[SUPPLIED MATERIAL Boundary: Start]

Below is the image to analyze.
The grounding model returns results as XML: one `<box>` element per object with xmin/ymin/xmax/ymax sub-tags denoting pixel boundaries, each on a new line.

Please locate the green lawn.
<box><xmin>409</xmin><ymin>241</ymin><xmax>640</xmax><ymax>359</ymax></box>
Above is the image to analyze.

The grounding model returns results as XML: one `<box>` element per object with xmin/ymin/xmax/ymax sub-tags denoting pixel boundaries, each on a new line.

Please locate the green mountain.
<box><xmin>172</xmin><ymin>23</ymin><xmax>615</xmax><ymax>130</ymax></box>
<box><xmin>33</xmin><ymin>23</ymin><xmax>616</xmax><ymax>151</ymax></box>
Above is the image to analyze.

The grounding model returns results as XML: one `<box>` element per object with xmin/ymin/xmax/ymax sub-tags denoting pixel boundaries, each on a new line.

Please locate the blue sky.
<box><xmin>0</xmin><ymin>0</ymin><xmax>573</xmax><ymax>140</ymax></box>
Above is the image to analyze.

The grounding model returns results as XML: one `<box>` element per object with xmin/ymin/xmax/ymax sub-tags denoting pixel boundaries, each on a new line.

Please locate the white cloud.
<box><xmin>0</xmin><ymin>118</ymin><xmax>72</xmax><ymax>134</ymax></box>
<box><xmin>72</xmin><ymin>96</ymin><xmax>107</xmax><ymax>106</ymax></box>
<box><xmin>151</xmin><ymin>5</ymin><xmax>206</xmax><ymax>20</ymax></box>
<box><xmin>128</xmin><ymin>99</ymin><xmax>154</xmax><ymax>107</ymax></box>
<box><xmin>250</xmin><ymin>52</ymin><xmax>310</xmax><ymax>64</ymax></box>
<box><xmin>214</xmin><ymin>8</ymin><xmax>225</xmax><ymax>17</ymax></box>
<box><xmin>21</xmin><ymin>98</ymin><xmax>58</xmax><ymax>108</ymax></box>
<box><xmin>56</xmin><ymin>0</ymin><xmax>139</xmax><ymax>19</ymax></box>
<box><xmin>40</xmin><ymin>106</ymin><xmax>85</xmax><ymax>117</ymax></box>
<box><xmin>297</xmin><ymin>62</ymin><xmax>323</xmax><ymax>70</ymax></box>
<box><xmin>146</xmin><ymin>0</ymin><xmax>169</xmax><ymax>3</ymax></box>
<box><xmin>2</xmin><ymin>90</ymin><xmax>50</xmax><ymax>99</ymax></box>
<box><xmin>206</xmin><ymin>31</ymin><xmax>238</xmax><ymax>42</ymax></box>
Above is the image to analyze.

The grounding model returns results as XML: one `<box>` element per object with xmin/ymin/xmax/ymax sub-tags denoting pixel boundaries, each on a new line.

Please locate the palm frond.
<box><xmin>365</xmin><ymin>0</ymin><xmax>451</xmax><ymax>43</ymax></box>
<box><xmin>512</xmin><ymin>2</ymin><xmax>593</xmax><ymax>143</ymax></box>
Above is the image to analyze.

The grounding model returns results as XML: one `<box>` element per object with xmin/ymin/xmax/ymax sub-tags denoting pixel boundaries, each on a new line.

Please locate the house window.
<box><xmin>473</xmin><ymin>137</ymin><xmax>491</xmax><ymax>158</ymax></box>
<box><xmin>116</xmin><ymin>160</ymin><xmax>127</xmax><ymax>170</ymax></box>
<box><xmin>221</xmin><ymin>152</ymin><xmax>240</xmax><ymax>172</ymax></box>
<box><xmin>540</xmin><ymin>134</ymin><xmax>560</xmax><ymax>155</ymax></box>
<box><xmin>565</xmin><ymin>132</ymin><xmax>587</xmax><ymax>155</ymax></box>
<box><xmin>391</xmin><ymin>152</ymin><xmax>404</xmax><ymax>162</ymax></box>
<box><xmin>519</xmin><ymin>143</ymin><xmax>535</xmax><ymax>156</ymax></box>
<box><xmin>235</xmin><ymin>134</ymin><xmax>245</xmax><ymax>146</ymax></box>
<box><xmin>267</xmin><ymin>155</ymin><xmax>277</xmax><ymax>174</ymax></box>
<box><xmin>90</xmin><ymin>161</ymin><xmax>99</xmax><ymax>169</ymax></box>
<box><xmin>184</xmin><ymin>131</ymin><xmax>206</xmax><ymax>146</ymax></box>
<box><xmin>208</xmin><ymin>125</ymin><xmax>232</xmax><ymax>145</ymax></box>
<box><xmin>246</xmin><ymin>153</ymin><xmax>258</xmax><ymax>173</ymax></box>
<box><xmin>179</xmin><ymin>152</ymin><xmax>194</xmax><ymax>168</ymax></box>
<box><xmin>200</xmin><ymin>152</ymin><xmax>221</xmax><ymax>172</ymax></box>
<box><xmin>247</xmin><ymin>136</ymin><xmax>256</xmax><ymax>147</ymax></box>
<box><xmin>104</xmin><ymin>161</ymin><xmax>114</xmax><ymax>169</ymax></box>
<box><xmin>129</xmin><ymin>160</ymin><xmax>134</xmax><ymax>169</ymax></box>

[SUPPLIED MATERIAL Boundary: End]

> _ABOUT THIS EXERCISE_
Nothing in the records should differ from the original when you retype them.

> _TASK RESULT_
Below is the image to analyze.
The grounding model returns results as XML: one `<box>` element per object with xmin/ymin/xmax/ymax sub-tags denoting pixel boundaries, each on a new line.

Please locate the green lawn.
<box><xmin>409</xmin><ymin>241</ymin><xmax>640</xmax><ymax>359</ymax></box>
Above is the image to analyze.

The grounding model returns results as XML: one `<box>` element per object with xmin/ymin/xmax/ymax sub-tags denoting pixel boundaries, each on a new line.

Please locate the green mountain.
<box><xmin>172</xmin><ymin>23</ymin><xmax>615</xmax><ymax>130</ymax></box>
<box><xmin>33</xmin><ymin>23</ymin><xmax>616</xmax><ymax>151</ymax></box>
Above is the image to analyze.

The grounding model returns results as XML: one `<box>` element per object with xmin/ymin/xmax/ymax sub-tags denoting pixel boundaries, each on a new line.

Please locate the blue sky.
<box><xmin>0</xmin><ymin>0</ymin><xmax>573</xmax><ymax>140</ymax></box>
Above is the image to analyze.

The grounding model returns results as XML: one `<box>` element per object with xmin/ymin/xmax/ymax sub-tags denoting pixel boundaries, each on a new line.

Please locate the white cloud.
<box><xmin>0</xmin><ymin>118</ymin><xmax>72</xmax><ymax>134</ymax></box>
<box><xmin>72</xmin><ymin>96</ymin><xmax>107</xmax><ymax>106</ymax></box>
<box><xmin>151</xmin><ymin>5</ymin><xmax>206</xmax><ymax>20</ymax></box>
<box><xmin>128</xmin><ymin>99</ymin><xmax>154</xmax><ymax>107</ymax></box>
<box><xmin>250</xmin><ymin>52</ymin><xmax>310</xmax><ymax>64</ymax></box>
<box><xmin>214</xmin><ymin>8</ymin><xmax>225</xmax><ymax>17</ymax></box>
<box><xmin>21</xmin><ymin>98</ymin><xmax>58</xmax><ymax>108</ymax></box>
<box><xmin>56</xmin><ymin>0</ymin><xmax>139</xmax><ymax>19</ymax></box>
<box><xmin>40</xmin><ymin>106</ymin><xmax>85</xmax><ymax>117</ymax></box>
<box><xmin>297</xmin><ymin>62</ymin><xmax>323</xmax><ymax>70</ymax></box>
<box><xmin>146</xmin><ymin>0</ymin><xmax>169</xmax><ymax>3</ymax></box>
<box><xmin>2</xmin><ymin>90</ymin><xmax>50</xmax><ymax>99</ymax></box>
<box><xmin>206</xmin><ymin>31</ymin><xmax>238</xmax><ymax>42</ymax></box>
Above is the image to analyze.

The grounding model returns results as XML: one `<box>` element per object with xmin/ymin/xmax/ymax sub-tags denoting pixel boundaries, each on a new line.

Please locate the palm frond.
<box><xmin>365</xmin><ymin>0</ymin><xmax>451</xmax><ymax>43</ymax></box>
<box><xmin>512</xmin><ymin>2</ymin><xmax>593</xmax><ymax>143</ymax></box>
Above is the image to analyze.

The grounding model returns results as XML: one `<box>` element per object with xmin/ymin/xmax/ymax sub-tags denoting pixel boundaries, each on a new line.

Please locate the house window.
<box><xmin>473</xmin><ymin>137</ymin><xmax>491</xmax><ymax>158</ymax></box>
<box><xmin>116</xmin><ymin>160</ymin><xmax>127</xmax><ymax>170</ymax></box>
<box><xmin>221</xmin><ymin>152</ymin><xmax>240</xmax><ymax>172</ymax></box>
<box><xmin>540</xmin><ymin>134</ymin><xmax>560</xmax><ymax>155</ymax></box>
<box><xmin>565</xmin><ymin>132</ymin><xmax>587</xmax><ymax>155</ymax></box>
<box><xmin>391</xmin><ymin>152</ymin><xmax>404</xmax><ymax>162</ymax></box>
<box><xmin>519</xmin><ymin>143</ymin><xmax>535</xmax><ymax>156</ymax></box>
<box><xmin>235</xmin><ymin>134</ymin><xmax>245</xmax><ymax>146</ymax></box>
<box><xmin>267</xmin><ymin>155</ymin><xmax>277</xmax><ymax>174</ymax></box>
<box><xmin>90</xmin><ymin>161</ymin><xmax>99</xmax><ymax>169</ymax></box>
<box><xmin>184</xmin><ymin>131</ymin><xmax>206</xmax><ymax>146</ymax></box>
<box><xmin>208</xmin><ymin>125</ymin><xmax>232</xmax><ymax>145</ymax></box>
<box><xmin>246</xmin><ymin>153</ymin><xmax>258</xmax><ymax>173</ymax></box>
<box><xmin>179</xmin><ymin>152</ymin><xmax>194</xmax><ymax>168</ymax></box>
<box><xmin>200</xmin><ymin>152</ymin><xmax>221</xmax><ymax>172</ymax></box>
<box><xmin>247</xmin><ymin>136</ymin><xmax>256</xmax><ymax>147</ymax></box>
<box><xmin>104</xmin><ymin>161</ymin><xmax>114</xmax><ymax>169</ymax></box>
<box><xmin>129</xmin><ymin>160</ymin><xmax>134</xmax><ymax>169</ymax></box>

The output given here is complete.